┌─ Excerpted records

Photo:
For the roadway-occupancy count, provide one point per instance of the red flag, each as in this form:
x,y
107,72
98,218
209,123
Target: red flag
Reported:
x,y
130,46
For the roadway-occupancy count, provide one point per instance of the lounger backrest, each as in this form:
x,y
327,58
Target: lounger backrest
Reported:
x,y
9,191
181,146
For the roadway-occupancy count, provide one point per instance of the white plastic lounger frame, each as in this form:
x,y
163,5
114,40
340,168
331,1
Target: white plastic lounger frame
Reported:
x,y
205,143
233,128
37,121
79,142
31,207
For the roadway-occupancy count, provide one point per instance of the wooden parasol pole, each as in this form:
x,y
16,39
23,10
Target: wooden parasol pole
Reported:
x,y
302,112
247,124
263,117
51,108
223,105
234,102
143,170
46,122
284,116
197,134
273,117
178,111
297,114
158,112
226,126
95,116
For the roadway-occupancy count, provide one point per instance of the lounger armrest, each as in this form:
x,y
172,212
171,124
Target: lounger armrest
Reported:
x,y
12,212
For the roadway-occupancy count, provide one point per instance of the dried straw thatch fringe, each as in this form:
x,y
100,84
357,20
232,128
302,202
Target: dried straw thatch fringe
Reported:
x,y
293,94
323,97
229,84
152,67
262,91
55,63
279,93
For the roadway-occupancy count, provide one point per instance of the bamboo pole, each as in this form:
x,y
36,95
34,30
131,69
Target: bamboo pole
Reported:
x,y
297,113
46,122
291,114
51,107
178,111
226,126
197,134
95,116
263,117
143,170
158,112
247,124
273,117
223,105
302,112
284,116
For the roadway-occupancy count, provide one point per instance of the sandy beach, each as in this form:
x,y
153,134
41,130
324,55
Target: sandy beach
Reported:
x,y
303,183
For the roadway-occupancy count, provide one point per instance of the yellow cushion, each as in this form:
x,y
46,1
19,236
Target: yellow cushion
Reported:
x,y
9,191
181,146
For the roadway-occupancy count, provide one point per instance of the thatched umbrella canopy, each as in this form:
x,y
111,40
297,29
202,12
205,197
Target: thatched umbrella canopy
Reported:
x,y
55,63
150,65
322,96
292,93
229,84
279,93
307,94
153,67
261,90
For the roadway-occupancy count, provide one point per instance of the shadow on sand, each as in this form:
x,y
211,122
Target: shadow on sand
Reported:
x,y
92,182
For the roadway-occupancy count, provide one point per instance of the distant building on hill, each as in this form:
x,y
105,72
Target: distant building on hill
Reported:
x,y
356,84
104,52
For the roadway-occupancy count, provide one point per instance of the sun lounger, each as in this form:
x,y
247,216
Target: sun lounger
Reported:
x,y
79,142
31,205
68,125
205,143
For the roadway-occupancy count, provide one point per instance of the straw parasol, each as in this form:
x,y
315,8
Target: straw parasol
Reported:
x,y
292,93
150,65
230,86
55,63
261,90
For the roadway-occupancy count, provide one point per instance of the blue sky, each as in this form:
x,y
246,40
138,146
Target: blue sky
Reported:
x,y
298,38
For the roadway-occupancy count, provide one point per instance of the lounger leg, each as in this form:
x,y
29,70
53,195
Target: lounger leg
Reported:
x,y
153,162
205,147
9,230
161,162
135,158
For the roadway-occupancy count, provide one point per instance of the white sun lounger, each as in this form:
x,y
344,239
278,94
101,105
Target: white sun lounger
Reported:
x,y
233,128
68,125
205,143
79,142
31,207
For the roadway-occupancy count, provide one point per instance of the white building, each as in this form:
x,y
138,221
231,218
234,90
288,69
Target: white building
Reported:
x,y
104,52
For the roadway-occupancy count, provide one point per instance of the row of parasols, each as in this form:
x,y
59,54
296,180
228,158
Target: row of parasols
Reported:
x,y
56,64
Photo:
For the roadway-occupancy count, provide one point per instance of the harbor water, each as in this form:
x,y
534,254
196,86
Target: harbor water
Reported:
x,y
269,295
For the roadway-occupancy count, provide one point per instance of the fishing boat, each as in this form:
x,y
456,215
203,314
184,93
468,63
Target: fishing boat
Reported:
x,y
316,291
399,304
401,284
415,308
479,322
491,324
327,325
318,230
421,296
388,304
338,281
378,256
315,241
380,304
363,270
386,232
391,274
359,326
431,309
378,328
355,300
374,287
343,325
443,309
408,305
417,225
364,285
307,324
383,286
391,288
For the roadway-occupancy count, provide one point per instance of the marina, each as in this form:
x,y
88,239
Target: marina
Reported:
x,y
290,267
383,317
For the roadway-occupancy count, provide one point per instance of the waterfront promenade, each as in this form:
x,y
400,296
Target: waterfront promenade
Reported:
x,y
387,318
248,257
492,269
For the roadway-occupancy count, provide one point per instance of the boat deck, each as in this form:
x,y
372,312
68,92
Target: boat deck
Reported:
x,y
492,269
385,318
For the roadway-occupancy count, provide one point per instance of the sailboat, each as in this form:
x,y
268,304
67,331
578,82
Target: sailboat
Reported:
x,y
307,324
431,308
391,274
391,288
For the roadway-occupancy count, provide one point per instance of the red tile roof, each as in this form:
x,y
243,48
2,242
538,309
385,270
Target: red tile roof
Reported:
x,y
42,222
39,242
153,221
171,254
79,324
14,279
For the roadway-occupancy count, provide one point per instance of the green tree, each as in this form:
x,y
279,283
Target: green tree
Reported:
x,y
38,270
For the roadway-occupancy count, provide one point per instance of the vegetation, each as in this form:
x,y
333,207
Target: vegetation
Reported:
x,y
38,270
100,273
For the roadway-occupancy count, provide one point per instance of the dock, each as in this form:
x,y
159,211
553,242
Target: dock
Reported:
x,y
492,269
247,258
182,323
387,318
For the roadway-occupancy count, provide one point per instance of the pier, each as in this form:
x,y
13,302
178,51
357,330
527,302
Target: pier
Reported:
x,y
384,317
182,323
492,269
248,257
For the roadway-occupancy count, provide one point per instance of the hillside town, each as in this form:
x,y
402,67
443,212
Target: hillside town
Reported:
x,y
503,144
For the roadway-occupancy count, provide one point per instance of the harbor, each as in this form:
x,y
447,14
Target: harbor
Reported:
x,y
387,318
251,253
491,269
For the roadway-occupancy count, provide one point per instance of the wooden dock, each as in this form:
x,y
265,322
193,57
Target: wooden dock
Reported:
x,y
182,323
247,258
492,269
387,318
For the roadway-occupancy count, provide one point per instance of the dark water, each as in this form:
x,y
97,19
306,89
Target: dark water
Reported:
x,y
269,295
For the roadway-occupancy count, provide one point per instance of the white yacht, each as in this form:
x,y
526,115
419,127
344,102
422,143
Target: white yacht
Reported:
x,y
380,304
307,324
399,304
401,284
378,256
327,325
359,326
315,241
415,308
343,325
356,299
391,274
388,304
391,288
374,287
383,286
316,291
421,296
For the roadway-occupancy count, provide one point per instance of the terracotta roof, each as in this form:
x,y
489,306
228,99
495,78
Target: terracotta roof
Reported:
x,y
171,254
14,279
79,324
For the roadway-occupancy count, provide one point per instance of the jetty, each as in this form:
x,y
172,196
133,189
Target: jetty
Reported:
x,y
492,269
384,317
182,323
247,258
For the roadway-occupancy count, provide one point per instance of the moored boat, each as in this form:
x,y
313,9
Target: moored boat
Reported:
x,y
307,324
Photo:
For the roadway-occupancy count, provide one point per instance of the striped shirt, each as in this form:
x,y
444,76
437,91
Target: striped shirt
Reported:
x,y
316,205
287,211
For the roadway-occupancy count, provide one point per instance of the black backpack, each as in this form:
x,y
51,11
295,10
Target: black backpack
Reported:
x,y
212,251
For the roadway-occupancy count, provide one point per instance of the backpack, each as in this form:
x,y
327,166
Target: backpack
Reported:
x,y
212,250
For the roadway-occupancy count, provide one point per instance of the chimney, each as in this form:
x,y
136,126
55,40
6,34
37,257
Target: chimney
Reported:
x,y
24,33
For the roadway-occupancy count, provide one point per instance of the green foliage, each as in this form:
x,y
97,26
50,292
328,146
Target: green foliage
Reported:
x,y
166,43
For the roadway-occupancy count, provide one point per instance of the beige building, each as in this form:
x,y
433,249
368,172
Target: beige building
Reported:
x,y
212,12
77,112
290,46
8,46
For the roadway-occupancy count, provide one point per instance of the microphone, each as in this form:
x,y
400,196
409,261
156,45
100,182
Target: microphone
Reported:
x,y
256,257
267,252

└─

* _Task objective_: Set down, exactly and in full, the lines from the one containing "the chimney, each" through the end of the entries; no other line belongs.

* _Solution_:
For the roadway-occupancy count, provide one point per instance of the chimney, each as in this form:
x,y
136,126
55,40
6,34
37,257
Target: chimney
Reported:
x,y
24,33
For the roadway-occupancy count, provide one point per instance of the green foliage, each as in this form:
x,y
97,26
50,292
328,146
Target: green foliage
Reported:
x,y
166,43
For the roadway-occupancy count, provide one point per instance of the beige building, each as in this form:
x,y
433,249
368,172
Target: beige building
Reported:
x,y
212,12
77,112
290,46
8,46
For the roadway-occupancy count, provide one point per instance of the microphone, each as in this form:
x,y
400,196
409,261
156,45
100,182
Target: microphone
Reported:
x,y
256,257
267,252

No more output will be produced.